Mary Meita steht im ersten Stock eines weißen Gebäudes an der McGregor Road 36 in Suva, der Hauptstadt von Fidschi. Die 33-Jährige mit den langen schwarzen Haaren und dem runden Gesicht blickt durchs vergitterte Fenster. Regen fällt auf den Innenhof, die Straße und die Palmen. Es ist nicht ihr Land, aber das könnte es eines Tages werden, eine neue Heimat für ihr Volk. Sie hat daran mitgewirkt. Meita arbeitet in der Botschaft von Kiribati, einer Gruppe aus Insel-Atollen, die 2000 Kilometer entfernt von Fidschi weit verstreut mitten im Pazifik liegen. Die Flagge mit den weißblauen Wellenlinien, der Sonne und dem gelben Fregattvogel flattert im Hof an einem Fahnenmast. Die Frage ist nur: Wie lange noch?

=== Aufgabe ===
Gib bitte den Artikel oben über die Botschaft von Kiribati in Suva vollständig und wortgetreu wieder.

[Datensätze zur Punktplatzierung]

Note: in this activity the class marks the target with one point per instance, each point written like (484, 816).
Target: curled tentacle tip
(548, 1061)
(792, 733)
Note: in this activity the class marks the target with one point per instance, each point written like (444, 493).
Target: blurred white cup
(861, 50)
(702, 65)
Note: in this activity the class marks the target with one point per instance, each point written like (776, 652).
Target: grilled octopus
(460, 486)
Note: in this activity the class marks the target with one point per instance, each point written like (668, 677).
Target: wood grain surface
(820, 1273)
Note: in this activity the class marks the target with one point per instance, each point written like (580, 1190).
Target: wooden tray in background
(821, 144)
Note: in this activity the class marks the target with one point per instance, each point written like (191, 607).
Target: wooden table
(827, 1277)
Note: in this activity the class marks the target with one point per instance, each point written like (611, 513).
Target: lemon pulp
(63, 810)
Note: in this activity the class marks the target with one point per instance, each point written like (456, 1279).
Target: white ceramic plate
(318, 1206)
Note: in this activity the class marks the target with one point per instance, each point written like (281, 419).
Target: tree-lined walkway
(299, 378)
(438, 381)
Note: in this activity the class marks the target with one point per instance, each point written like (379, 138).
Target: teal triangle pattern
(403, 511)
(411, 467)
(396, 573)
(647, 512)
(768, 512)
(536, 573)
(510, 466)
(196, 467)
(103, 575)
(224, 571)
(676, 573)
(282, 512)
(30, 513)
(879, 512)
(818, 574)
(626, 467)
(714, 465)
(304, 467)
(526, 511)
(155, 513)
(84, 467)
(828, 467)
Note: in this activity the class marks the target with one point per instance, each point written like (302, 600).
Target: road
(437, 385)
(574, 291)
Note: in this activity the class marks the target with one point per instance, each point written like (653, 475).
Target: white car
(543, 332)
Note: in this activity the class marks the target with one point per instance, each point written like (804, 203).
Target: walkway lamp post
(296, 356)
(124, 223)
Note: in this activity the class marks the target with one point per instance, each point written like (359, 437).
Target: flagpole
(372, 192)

=== Schriftliche Antwort ===
Mary Meita steht im ersten Stock eines weißen Gebäudes an der McGregor Road 36 in Suva, der Hauptstadt von Fidschi. Die 33-Jährige mit den langen schwarzen Haaren und dem runden Gesicht blickt durchs vergitterte Fenster. Regen fällt auf den Innenhof, die Straße und die Palmen. Es ist nicht ihr Land, aber das könnte es eines Tages werden, eine neue Heimat für ihr Volk. Sie hat daran mitgewirkt. Meita arbeitet in der Botschaft von Kiribati, einer Gruppe aus Insel-Atollen, die 2000 Kilometer entfernt von Fidschi weit verstreut mitten im Pazifik liegen. Die Flagge mit den weißblauen Wellenlinien, der Sonne und dem gelben Fregattvogel flattert im Hof an einem Fahnenmast. Die Frage ist nur: Wie lange noch?